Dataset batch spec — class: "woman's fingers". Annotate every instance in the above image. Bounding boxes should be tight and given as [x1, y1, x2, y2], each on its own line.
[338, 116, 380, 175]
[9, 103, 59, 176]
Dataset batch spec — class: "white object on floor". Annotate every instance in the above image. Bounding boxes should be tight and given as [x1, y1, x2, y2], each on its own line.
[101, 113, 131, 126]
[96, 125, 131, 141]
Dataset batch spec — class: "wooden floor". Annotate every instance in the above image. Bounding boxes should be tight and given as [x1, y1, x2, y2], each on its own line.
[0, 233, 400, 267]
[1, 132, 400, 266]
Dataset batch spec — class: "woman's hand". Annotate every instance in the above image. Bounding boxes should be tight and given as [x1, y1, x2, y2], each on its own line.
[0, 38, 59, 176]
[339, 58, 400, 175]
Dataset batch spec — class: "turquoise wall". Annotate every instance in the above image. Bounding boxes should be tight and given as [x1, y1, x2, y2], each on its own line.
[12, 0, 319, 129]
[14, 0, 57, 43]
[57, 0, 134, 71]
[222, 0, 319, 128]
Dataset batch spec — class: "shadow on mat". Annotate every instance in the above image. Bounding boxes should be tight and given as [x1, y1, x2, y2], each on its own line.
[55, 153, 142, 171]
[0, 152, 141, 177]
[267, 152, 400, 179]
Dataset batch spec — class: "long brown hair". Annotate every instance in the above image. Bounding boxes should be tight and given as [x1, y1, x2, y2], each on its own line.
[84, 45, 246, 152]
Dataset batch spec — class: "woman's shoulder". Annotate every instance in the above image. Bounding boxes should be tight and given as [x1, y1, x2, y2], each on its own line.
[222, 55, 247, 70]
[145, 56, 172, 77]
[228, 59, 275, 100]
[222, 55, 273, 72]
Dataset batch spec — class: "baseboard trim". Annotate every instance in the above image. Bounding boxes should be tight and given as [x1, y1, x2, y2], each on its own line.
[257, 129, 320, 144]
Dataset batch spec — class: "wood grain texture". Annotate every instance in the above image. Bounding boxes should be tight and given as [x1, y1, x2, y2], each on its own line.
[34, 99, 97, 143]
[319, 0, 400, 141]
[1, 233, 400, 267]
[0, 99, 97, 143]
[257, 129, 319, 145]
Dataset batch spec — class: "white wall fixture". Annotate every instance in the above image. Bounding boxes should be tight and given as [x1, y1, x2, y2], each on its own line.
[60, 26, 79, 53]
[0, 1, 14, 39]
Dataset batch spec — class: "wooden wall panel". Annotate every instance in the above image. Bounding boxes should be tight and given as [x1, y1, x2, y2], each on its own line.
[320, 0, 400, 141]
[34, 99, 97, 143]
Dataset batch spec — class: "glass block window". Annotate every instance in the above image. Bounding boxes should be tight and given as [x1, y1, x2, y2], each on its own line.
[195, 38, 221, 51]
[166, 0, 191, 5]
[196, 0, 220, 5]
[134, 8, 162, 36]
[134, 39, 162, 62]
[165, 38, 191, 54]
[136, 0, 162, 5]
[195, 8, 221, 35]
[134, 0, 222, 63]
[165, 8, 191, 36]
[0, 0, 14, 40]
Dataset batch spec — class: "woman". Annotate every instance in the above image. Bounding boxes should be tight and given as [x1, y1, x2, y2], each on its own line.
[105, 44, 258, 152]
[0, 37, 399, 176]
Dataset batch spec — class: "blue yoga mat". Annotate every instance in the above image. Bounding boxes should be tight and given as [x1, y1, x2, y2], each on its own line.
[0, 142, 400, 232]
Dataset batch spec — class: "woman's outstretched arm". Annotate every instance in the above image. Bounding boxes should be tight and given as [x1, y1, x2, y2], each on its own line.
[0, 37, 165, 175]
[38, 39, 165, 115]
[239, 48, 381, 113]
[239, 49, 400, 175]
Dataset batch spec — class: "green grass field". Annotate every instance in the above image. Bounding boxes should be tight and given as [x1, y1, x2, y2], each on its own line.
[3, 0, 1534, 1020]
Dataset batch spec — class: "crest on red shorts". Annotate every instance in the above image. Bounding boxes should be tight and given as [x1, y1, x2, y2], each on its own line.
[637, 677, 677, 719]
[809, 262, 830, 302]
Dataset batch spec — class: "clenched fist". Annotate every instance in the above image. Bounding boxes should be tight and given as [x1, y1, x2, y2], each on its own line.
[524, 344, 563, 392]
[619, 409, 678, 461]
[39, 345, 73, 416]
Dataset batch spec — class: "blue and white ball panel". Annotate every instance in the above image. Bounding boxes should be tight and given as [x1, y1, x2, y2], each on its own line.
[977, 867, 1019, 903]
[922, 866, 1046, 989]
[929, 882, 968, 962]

--------------------------------------------------

Activity => Repeat each line of the data exactly, missing none.

Answer to this task =>
Dataset batch spec — class: "woman's fingers". Annotate every instance in the above image. Bounding boxes should be tight and given as [x1, y1, x2, y2], each on its own line.
[338, 116, 380, 175]
[9, 103, 59, 176]
Dataset batch spec — class: "white object on floor". Annotate every instance in the above image. Bounding boxes should be tight and given as [x1, y1, x2, y2], each on its own line.
[101, 113, 131, 126]
[96, 125, 131, 141]
Dataset batch spec — class: "wooden floor". Annotate every instance in the above image. Bounding boxes should be tight and given as [x1, y1, x2, y2], each on its own line.
[0, 233, 400, 267]
[1, 132, 400, 266]
Dataset batch spec — class: "woman's hand". Annotate every instance in the above image. Bounding boxes should be tight and given as [x1, y1, x2, y2], each on its own line.
[0, 38, 59, 176]
[339, 58, 400, 175]
Dataset batch spec — class: "turquoise wall". Annotate every instance in the above image. Bounding boxes should be tight and given as [x1, y1, x2, y2], each on its own line.
[12, 0, 319, 129]
[14, 0, 57, 43]
[57, 0, 134, 71]
[222, 0, 319, 128]
Dataset batch spec — class: "shadow on mat". Annotate every instance in the above image. Bounding boxes should be tight and given as [x1, y1, x2, y2], each on its own line.
[55, 153, 142, 171]
[0, 152, 141, 177]
[267, 152, 400, 179]
Dataset batch spec — class: "long brown hair". Annotate every instance in the above image. Bounding boxes should be tight and given as [x1, y1, x2, y2], each on its own line.
[84, 45, 246, 152]
Dataset batch spec — class: "woman's shoulder". Annotate every instance in the above image. Bounding boxes should be tight and given as [x1, y1, x2, y2], each on its own line.
[222, 55, 247, 70]
[145, 56, 172, 77]
[228, 59, 275, 100]
[222, 55, 273, 72]
Dataset batch spec — class: "baseboard trim". Annotate every instance in the above image. Bounding boxes should be tight and given as [x1, y1, x2, y2], each on its own line.
[257, 129, 320, 144]
Dataset batch spec — class: "wood grain texture". Annotate every instance in the above image. Bounding boxes should be tight and given as [x1, y1, x2, y2], each on its own line.
[34, 99, 97, 143]
[319, 0, 400, 141]
[1, 233, 400, 267]
[0, 99, 97, 143]
[257, 129, 319, 145]
Dataset batch spec — class: "white wall fixture". Annotate every instance in the above image. Bounding boxes should be tight and given as [x1, y1, x2, y2], each on its own line.
[60, 26, 79, 53]
[0, 1, 14, 39]
Dataset batch spec — class: "wooden wall panel". Annotate every instance in the above image. Bounding boxes should be tight and given as [x1, y1, x2, y2], each on its own line.
[320, 0, 400, 141]
[34, 99, 97, 143]
Dataset batch spec — class: "glass block window". Annotate every instance in the above image. Bounding boxes should be tight and given as [x1, y1, x2, y2], each on its own line.
[195, 38, 221, 51]
[166, 0, 191, 5]
[196, 0, 220, 5]
[134, 8, 162, 36]
[134, 39, 162, 62]
[165, 38, 191, 54]
[136, 0, 162, 5]
[195, 8, 221, 35]
[134, 0, 222, 63]
[165, 8, 191, 36]
[0, 0, 14, 40]
Dataset batch spec — class: "woman". Annotate every instance in the above image. Bounding boxes should be tight and given as [x1, y1, x2, y2], each on its own line.
[105, 44, 258, 152]
[0, 37, 399, 176]
Dataset batch spec — class: "blue yoga mat". Annotate every instance in the above image. Bounding boxes should be tight and given as [x1, y1, x2, y2], each on its own line.
[0, 142, 400, 232]
Dataset batch spec — class: "woman's outstretched arm". Annotate every instance in the above image. Bounding boxes should be tight and given as [x1, y1, x2, y2], each on its own line.
[0, 37, 165, 175]
[38, 39, 165, 115]
[239, 48, 381, 113]
[239, 49, 400, 175]
Dataset batch spec — class: "green grass field". Annotate every instance in the above image. Bounding boxes should be tight and given as [x1, y1, x2, y2], each on its own line.
[3, 0, 1534, 1020]
Dataset batch spec — class: "crest on red shorts". Annotate every instance in the above image. Bounding boxes should be tight and given as [x1, y1, x2, y2], each on its own line.
[637, 677, 677, 719]
[809, 262, 830, 302]
Dataset batch spec — class: "clenched fist". Annotate every instance in the above image. Bounding boxes should be tight and given as [x1, y1, x2, y2], each on its own line.
[524, 344, 563, 392]
[619, 409, 678, 461]
[39, 345, 73, 416]
Dataset batch spec — class: "blue and white ball panel". Annotate every instance in the above image. Bounding boxes should be tight and given as [x1, y1, x2, y2], each on its own line.
[977, 867, 1019, 903]
[922, 866, 1046, 989]
[929, 882, 968, 962]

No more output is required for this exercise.